**SELECTED PASSAGE:**
--------------------------------------------------
Cult of the Turtle

Joe Tortuga's musing on life,tech and gaming

The Ongoing Search for the Perfect RPG

October 24, 2011

I don’t completely remember my first gaming experience.  I know it was one of the few at my friend Blair’s house, before his father — a Southern Baptist minister — decided what we were doing was demonic (So we switched to Traveller when we were at Blair’s).  I do remember that my red-box human cleric died, and Blair handed me another character, “Belwe” a cleric with perhaps the lowest Intelligence I’ve ever played.Belwe went on to horribly ruin his relationship with his god, when he failed to capture the sould of what I believe was the lich in Tomb of Horrors.  Still, something about that: making up stuff that you could do, rolling dice, the bit of sadistic glee of the youth minister who ran the games was fun.  The morals of the time meant we switched to Traveller fairly quickly, but I picked up a red box set, then the AD&D books, along with Traveller, Boot Hill, Star Frontiers, Gamma World, DC Heroes and Champions.

I was, to put it mildly, completely hooked.
--------------------------------------------------
**DATA PROVIDED:**

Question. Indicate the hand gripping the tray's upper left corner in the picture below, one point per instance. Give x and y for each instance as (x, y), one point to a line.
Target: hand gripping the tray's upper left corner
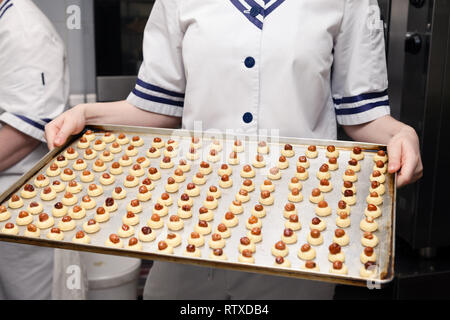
(70, 122)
--------------------------------------------------
**INSTRUCTIONS:**
(1) Answer these questions from the RPG blog post:
(a) What game did the group switch to when they played at Blair's house?
(b) What name did the second character handed over by Blair have?
(c) Who ran the games?
(2) Carry on the RPG blog post from its last sentence.

**RESPONSES BY ITEM NUMBER:**
(1)
(a) Traveller.
(b) Belwe.
(c) The youth minister.

(2)
I was also a tinkerer.  D&D wasn’t quite right — why were demi-humans capped in level? Traveller had too many different types of guns.  Champions’ point-buy character creation was too easy to manipulate, and so on.

So I went on the search for the perfect gaming system, even as I kept playing D&D and Traveller.  Generic systems interested me, GURPS tried to hard to allow all genres all the time, and FUDGE required a lot of setup work and had problems with advancement. FATE (which is based on FUDGE) answered helped with a lot of that, but you still needed skill lists for the players, for whatever setting you decided to settle on.

Even so, I was changing as a gamer. I cared less and less about the system, and how it simulated the world, and more and more about having fun and telling good stories.  I started writing more and more, and telling tales became more important.

I started looking at narrativist games.  These games tied the mechanics of their systems heavily into the story world and the character motivations.  They were limited in scope — you always play an amnesiac in A Penny for My Thoughts; you always play a horrible minion in My Life With Master.  These games vary, but in general they get player buy in to the setting by tying character, mechanics and setting tightly together.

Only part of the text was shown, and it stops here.